[Ziel] Entnehmen Sie dem folgenden Material sämtliche Zeilen und geben Sie sie unverändert wieder.

::: Arbeitsmaterial

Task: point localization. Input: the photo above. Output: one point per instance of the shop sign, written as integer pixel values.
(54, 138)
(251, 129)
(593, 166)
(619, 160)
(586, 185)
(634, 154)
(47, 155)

::::::

[Antwort]
Task: point localization. Input: the photo above. Output: one point per instance of the shop sign, written as integer pixel values.
(54, 138)
(251, 129)
(593, 166)
(619, 160)
(586, 185)
(634, 154)
(47, 155)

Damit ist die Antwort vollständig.